> _TASK DATA_

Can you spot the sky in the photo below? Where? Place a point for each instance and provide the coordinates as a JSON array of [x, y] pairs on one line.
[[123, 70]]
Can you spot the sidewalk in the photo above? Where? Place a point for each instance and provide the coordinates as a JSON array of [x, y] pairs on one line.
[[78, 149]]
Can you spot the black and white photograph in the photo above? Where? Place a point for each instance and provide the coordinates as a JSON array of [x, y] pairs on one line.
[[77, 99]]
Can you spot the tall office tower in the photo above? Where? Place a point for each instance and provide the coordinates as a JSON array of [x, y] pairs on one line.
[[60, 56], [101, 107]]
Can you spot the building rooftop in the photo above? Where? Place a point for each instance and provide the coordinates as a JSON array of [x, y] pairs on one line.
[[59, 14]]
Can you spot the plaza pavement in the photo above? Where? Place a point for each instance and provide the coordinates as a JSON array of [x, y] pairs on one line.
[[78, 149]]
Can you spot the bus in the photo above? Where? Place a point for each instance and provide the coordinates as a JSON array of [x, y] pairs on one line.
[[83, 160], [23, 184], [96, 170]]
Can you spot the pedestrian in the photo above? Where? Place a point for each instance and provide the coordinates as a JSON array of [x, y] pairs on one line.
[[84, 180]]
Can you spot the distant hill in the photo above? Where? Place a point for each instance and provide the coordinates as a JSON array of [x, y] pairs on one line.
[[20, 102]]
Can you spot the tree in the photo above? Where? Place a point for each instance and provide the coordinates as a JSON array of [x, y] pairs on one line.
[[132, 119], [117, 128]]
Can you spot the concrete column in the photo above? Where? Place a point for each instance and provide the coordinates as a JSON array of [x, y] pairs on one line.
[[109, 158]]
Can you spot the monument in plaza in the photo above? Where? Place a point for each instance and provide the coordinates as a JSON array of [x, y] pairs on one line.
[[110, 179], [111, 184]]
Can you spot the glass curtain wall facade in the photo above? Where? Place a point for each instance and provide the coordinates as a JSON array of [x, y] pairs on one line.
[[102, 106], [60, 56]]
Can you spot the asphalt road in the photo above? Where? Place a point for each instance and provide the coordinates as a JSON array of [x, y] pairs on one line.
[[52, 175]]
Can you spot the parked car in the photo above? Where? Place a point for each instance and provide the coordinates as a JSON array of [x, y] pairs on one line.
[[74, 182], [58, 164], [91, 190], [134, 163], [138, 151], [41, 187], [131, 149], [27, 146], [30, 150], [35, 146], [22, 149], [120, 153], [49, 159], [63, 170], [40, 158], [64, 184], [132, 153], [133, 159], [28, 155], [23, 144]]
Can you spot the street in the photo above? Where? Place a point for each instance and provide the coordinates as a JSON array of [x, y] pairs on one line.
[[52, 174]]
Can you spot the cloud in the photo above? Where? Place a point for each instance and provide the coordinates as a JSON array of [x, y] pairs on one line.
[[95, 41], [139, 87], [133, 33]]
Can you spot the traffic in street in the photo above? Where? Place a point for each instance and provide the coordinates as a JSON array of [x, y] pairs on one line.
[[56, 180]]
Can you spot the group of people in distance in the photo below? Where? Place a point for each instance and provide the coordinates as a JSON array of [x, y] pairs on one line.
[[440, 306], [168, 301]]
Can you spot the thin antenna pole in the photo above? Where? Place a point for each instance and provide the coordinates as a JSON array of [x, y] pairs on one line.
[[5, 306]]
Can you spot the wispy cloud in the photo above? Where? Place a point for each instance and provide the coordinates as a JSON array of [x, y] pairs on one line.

> _WORK REQUIRED_
Reproduce the lines above with every occurrence of "JSON array" swapped for "JSON list", leaving everything else unchanged.

> _THE OUTPUT_
Can you spot the sky in the photo below? Where? Place a point for each instance and provide the coordinates as a JSON list of [x, y] pairs on one line.
[[123, 70]]
Can you spot the sidewalk in the photo above? Where? Place a point for each instance and provide the coordinates as a JSON list of [x, y] pairs on one line.
[[78, 149]]
Can you spot the black and white photograph in the photo above? Where? Place a point for each instance and provide the coordinates as a JSON list of [x, y] pairs on one line.
[[77, 99]]
Can you spot the tall office tower in the photo above? Where? Place a point for each instance and provide the coordinates as a JSON list of [x, y] pairs on one line.
[[60, 56], [101, 107]]
Can you spot the building rooftop in the photo above? Where? Place a point for each instance and provide the coordinates as a JSON list of [x, y] pairs on one line.
[[59, 14]]
Can you spot the plaza pavement in the photo above? Where? Place a point for each instance and provide the coordinates as a JSON list of [x, y] pairs on one line.
[[78, 149]]
Can you spot the bus in the photo above? Where? Place a point for each instance and provide the coordinates as a JSON list of [x, y] pairs on one line.
[[83, 160], [23, 184], [96, 170]]
Can you spot the pedestrian in the photo above? Where? Place a point for each instance and provide the coordinates as a JSON list of [x, y] pairs on one line.
[[84, 180]]
Can you spot the distant hill in the photo above? Where? Place a point for each instance and provide the coordinates as a JSON list of [x, y] pairs on one line.
[[20, 102]]
Can you spot the tree in the photo above? Where? Place a point for each instance and provide the coordinates as a JSON list of [x, y] pairs on one line.
[[132, 119], [117, 128]]
Can you spot the concrete column in the photo above? Where? Place a point for each instance and provide the coordinates as a JSON list of [x, y] pairs on one line.
[[109, 158]]
Can you spot the monument in plaza in the photo above? Where? Place a point for each instance and provide the coordinates as a JSON list of [x, y] pairs on one line.
[[110, 179], [111, 184]]
Can you spot the glass curtain wall facade in the photo above? Where? Place a point for each instance and provide the coordinates as a JSON list of [x, y] pairs on one line.
[[102, 106], [60, 56]]
Can you spot the asphalt road in the photo above? Where? Place a point for each instance and provide the coordinates as a JSON list of [x, y] pairs on one line.
[[52, 175]]
Can you spot the parked car in the photo above? Where? Place a point for each instance and provide the coordinates as a JSON list of [x, y] pairs on one line.
[[74, 182], [58, 164], [91, 190], [134, 163], [138, 151], [41, 187], [131, 149], [27, 146], [30, 150], [35, 146], [22, 149], [120, 153], [49, 159], [63, 170], [40, 158], [64, 184], [132, 153], [133, 159], [28, 155], [23, 144]]
Can you spot the street in the photo above? Where? Place a point for each instance and provide the coordinates as a JSON list of [x, y] pairs on one line.
[[52, 174]]
Can you spot the cloud in the photo above? Where? Place a point for each instance and provide the coordinates as a JSON list of [x, y] pairs on one line.
[[95, 41], [139, 87], [133, 33]]
Can you spot the traffic in street in the photo above? Where? Place a point for each instance and provide the coordinates as a JSON list of [x, y] pairs on one line.
[[56, 180]]
Can you spot the group of people in distance in the photo below? Where? Place a point for each instance and provide the coordinates as a JSON list of [x, y] pairs on one line.
[[440, 306], [168, 301]]
Can you spot the thin antenna pole in the photo above? Where? Place a point for each instance and provide the coordinates as a JSON list of [x, y] pairs on one line.
[[5, 306]]
Can you spot the wispy cloud in the photo above? Where? Place a point for each instance and provide the coordinates as a JSON list of [x, y] pairs on one line.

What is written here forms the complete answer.